Instruction: Reproduce every entry exactly and leave its pictures out.

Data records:

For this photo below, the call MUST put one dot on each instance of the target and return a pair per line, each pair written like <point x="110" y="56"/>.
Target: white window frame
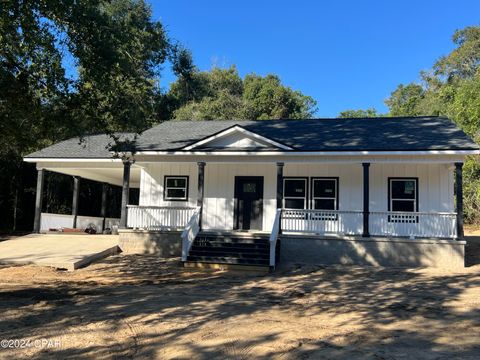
<point x="166" y="188"/>
<point x="305" y="198"/>
<point x="403" y="218"/>
<point x="334" y="198"/>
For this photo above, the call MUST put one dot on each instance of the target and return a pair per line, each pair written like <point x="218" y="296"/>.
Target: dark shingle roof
<point x="92" y="147"/>
<point x="359" y="134"/>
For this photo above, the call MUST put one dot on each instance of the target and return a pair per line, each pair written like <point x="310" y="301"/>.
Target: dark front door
<point x="248" y="202"/>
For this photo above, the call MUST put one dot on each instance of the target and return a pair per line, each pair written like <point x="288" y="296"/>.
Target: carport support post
<point x="366" y="199"/>
<point x="201" y="186"/>
<point x="125" y="193"/>
<point x="103" y="211"/>
<point x="459" y="202"/>
<point x="76" y="193"/>
<point x="38" y="201"/>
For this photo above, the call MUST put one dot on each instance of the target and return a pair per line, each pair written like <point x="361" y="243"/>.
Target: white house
<point x="375" y="191"/>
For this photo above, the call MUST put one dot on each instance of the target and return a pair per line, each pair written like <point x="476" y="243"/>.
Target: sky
<point x="345" y="54"/>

Answer in full:
For this photo below, the call MUST put one dot on each instance of the target and return a pair per line, each pair written like <point x="110" y="56"/>.
Target: white window frame
<point x="166" y="188"/>
<point x="305" y="198"/>
<point x="403" y="218"/>
<point x="334" y="198"/>
For this photo above, the call MUST put one dot on each instance of the target and return a pair per line, each pair written like <point x="218" y="296"/>.
Target: dark shingle roof
<point x="92" y="147"/>
<point x="359" y="134"/>
For this photo above, the call MUST put one dot on each instance of the target and return a pair per line, each pair written like <point x="310" y="301"/>.
Target: dark front door
<point x="248" y="202"/>
For this photo above, the call MUST put one dot on each instance of the target and return a pair per line, each pair written like <point x="288" y="296"/>.
Target: carport support post
<point x="366" y="199"/>
<point x="201" y="186"/>
<point x="125" y="193"/>
<point x="103" y="211"/>
<point x="459" y="202"/>
<point x="76" y="193"/>
<point x="38" y="201"/>
For this photo above, the call MUST put one dot on each instance of the target and return a pair per line, each pair written like <point x="361" y="243"/>.
Target: white house
<point x="375" y="191"/>
For this photo above, the call MUST put one dot on each instance of the target and return a pair per line, each pair written like <point x="476" y="243"/>.
Target: sky
<point x="345" y="54"/>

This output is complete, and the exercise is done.